READING TEXT:
_ _ _ _ _

But what is also important is, because the fact that all the claims are immediately already notified, but also put into operation. Because of Kate, the company can just continue to work like as there was no storm, and that is the big change. So operationally, this storm will cost us max EUR 10 million, but it has no impact on the operation, on the commercial side of the business, because it is done in a straight through process made by Kate for roughly 60% of all the claims.
Very clear. Thank you.
Thank you, and we'll now take our last question from Jason Kalamboussis at ING. Your line is open. Please go ahead.
Yes, hi, good morning. A couple of quick questions. The first one is on the shift to term deposits. I understand that, you know, you're conservative in your outlook, but would you agree with what some peers said, that normally we should see a deceleration from this quarter onwards, and especially in 2024? And do you take into your conservative assumptions a deceleration still from the levels we're seeing currently? And the second quick question was on the Belgian state bond. If there is another one in December, I mean, there is no clarity exactly on, you know, if it's going to be a one-year, et cetera. But could you tell us what are your thoughts, and what could we assume to be priced in, in your outlook for NII in 2024? Thank you.

_ _ _ _ _

PROVIDED MATERIAL:

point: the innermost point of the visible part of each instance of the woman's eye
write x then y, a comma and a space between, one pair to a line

_ _ _ _ _

WHAT IS REQUIRED:
Copy word for word the part of the earnings call transcript that opens with the words containing "But what is" and closes with "all the claims.".

FULL OUTPUT:
But what is also important is, because the fact that all the claims are immediately already notified, but also put into operation. Because of Kate, the company can just continue to work like as there was no storm, and that is the big change. So operationally, this storm will cost us max EUR 10 million, but it has no impact on the operation, on the commercial side of the business, because it is done in a straight through process made by Kate for roughly 60% of all the claims.